• **Your objective**:
Answer these questions using the article below on the album Bitter Sweet & Twisted:
1. Which record label released the album?
2. Which single from the album was released only in Japan?
3. In what year did the Quireboys next release a studio album after this one?

• **Extract to read**:
------------------------------------------------------------------------

Studio album by the Quireboys
- Released: 15 March 1993
- Genre: Rock; hard rock;
- Length: 1:00:28
- Label: EMI
- Producer: Bob Rock; Chris Kimsey;

The Quireboys chronology
| A Bit of What You Fancy (1990) | Bitter Sweet & Twisted (1993) | This Is Rock'N'Roll (2001) |

Singles from Bitter Sweet & Twisted
- "Tramps and Thieves" Released: 1992; "Brother Louie" Released: 1993; "Last Time" Released: 1993;

= Bitter Sweet & Twisted =

Bitter Sweet & Twisted is rock band the Quireboys's second studio album, released in 1993. The album was released on EMI and went into the UK Albums Chart at #31.

Three of the tracks from this album ("Tramps & Thieves", "Brother Louie" and "Last Time") were released as singles, the latter of which was only released in Japan. "Brother Louie" was the highest charting from this album, as it reached #32 on the UK Singles Chart.

The album was produced mostly by Bob Rock, some of the tracks were produced by the Rolling Stones producer Chris Kimsey. After this album, the Quireboys would split up and didn't release another studio album until 2001.

==Track listing==

===Original release===

1. "Tramps and Thieves"
2. "White Trash Blues"
3. "Can't Park Here"
4. "King of New York"
5. "Don't Bite the Hand"
6. "Last Time"

------------------------------------------------------------------------

• **Supplied entries**:
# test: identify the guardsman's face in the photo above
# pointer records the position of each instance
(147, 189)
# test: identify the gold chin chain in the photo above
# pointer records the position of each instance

------------------------------------------------------------------------

• **Result of the exercise**:
1. EMI
2. "Last Time"
3. 2001